■ **AIM**: Copy every line of the records below that contains the string "wall". Matching is case-sensitive.

"""

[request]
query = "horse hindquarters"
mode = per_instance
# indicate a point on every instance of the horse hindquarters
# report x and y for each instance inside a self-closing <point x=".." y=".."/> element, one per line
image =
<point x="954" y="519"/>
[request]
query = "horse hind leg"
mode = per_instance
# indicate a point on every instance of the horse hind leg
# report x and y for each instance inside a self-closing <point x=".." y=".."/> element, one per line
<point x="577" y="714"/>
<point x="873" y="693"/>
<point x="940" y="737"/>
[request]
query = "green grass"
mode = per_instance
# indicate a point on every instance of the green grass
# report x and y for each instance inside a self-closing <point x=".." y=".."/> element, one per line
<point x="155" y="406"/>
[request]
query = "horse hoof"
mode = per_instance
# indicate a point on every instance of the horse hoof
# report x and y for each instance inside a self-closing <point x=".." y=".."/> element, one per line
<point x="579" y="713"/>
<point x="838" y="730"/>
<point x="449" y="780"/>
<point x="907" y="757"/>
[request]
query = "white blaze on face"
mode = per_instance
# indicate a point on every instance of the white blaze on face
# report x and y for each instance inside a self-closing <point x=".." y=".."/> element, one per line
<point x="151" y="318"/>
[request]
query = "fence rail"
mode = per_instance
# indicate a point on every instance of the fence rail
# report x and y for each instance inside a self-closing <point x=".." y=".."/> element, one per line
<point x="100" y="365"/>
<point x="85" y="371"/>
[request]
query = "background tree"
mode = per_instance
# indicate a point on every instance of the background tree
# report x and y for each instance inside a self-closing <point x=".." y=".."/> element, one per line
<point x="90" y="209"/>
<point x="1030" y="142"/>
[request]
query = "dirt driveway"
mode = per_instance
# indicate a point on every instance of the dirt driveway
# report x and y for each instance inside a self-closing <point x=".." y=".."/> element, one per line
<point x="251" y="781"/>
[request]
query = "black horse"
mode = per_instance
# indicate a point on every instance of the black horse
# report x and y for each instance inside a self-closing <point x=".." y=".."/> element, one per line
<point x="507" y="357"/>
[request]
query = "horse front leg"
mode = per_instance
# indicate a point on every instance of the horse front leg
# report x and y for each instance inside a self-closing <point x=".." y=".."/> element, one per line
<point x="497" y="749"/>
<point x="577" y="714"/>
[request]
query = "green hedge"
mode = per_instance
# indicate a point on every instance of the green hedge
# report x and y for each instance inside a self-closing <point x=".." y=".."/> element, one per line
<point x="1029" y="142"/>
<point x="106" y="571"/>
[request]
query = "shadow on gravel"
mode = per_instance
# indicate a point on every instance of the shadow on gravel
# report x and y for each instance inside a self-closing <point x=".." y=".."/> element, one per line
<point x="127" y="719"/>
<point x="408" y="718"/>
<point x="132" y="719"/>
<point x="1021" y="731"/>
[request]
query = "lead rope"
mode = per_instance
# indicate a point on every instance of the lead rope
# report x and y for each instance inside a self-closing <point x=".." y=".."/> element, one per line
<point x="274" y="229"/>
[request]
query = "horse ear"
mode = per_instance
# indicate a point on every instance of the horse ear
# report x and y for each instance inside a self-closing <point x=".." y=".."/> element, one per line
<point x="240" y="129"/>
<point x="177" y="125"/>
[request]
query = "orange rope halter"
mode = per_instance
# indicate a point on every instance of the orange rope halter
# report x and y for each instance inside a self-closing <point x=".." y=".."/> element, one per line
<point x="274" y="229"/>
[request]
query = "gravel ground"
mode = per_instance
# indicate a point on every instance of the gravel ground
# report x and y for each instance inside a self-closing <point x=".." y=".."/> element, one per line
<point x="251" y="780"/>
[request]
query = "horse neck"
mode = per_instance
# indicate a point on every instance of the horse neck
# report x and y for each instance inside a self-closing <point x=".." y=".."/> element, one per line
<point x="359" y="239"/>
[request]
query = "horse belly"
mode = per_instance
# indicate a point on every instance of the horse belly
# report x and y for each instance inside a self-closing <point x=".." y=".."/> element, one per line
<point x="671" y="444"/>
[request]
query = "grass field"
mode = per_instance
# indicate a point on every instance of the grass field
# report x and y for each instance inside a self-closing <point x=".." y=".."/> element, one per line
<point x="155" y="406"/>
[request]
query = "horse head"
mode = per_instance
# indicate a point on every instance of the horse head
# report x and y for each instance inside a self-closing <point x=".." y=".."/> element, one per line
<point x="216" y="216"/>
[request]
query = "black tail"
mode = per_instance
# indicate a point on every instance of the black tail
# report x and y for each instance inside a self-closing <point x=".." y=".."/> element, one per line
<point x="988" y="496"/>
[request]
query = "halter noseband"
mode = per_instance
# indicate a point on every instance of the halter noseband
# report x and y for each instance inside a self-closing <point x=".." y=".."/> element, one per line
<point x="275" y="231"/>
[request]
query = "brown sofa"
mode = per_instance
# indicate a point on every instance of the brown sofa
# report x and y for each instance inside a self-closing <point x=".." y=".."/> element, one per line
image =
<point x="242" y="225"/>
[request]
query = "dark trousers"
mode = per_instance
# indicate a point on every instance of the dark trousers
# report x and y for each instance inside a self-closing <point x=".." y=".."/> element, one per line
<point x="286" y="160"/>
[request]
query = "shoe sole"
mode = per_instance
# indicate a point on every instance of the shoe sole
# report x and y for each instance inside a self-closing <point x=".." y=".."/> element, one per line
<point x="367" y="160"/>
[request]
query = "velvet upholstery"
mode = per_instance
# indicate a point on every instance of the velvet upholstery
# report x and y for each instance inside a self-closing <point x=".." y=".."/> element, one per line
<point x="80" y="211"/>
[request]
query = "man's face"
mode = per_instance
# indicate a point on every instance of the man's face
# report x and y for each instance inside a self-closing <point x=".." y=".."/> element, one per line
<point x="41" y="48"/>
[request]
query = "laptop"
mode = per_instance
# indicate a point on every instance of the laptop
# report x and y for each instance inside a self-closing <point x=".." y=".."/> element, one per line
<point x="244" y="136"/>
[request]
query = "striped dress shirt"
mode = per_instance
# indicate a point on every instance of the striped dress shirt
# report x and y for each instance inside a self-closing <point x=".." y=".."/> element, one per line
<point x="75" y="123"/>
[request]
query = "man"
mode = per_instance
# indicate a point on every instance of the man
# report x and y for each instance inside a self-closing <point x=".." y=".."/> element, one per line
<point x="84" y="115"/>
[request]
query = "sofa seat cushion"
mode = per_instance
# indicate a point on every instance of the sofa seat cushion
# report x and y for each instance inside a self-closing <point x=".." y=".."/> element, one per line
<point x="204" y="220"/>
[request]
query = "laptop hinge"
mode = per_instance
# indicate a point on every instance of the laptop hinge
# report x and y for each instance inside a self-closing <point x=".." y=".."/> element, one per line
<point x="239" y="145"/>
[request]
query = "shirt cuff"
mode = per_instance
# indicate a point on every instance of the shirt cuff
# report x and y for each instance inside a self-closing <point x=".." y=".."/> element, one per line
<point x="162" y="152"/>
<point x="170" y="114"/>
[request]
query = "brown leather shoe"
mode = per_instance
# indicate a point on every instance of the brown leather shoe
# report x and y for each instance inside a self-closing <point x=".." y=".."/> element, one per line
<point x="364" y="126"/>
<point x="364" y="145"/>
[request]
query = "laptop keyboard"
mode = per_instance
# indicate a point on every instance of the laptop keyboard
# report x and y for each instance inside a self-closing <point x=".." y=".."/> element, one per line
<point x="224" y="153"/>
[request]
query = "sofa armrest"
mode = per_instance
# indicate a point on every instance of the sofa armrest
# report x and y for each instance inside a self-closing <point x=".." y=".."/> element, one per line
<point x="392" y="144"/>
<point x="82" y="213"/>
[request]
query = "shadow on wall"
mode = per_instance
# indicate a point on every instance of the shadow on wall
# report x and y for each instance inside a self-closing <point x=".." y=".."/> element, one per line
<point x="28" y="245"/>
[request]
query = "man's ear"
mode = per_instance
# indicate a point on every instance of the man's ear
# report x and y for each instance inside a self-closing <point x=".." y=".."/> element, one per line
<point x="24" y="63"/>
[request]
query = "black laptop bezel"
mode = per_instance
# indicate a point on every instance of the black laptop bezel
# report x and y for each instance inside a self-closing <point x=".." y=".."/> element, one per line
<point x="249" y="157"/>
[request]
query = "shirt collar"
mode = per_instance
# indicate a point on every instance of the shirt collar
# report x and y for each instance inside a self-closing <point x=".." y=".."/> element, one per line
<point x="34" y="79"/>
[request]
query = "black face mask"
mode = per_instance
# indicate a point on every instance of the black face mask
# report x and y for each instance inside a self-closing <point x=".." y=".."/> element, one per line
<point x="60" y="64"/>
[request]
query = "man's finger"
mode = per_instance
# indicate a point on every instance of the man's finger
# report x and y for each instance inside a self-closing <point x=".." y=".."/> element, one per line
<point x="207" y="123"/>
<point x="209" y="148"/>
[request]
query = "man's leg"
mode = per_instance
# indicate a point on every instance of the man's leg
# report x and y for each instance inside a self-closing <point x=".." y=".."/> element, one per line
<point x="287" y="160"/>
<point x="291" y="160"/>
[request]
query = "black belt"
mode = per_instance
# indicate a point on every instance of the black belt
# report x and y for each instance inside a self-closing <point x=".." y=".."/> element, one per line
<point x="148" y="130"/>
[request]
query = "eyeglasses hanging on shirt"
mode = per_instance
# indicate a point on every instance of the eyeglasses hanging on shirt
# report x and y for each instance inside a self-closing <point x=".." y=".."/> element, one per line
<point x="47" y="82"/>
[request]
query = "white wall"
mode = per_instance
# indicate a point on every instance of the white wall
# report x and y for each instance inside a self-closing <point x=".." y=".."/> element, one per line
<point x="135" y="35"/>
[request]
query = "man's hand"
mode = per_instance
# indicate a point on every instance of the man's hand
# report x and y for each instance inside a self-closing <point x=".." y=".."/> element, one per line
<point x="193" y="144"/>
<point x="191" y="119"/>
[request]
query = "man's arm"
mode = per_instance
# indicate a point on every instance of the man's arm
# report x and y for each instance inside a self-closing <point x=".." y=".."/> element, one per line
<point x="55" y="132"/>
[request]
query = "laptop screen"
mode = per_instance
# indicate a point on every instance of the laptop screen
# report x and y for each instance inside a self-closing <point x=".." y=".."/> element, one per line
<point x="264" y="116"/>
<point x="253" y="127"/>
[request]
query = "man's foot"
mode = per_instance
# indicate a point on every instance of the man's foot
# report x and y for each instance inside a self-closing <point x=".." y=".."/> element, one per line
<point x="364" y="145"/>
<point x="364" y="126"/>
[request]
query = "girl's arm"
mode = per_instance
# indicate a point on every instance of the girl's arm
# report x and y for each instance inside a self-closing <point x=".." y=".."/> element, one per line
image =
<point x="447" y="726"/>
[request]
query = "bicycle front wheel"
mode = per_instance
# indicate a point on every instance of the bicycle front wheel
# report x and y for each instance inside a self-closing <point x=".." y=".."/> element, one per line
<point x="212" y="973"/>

"""

■ **RESULT FOR THIS EXERCISE**:
query = "shadow on wall"
# indicate a point on every instance of the shadow on wall
query = "white wall"
# indicate a point on every instance of the white wall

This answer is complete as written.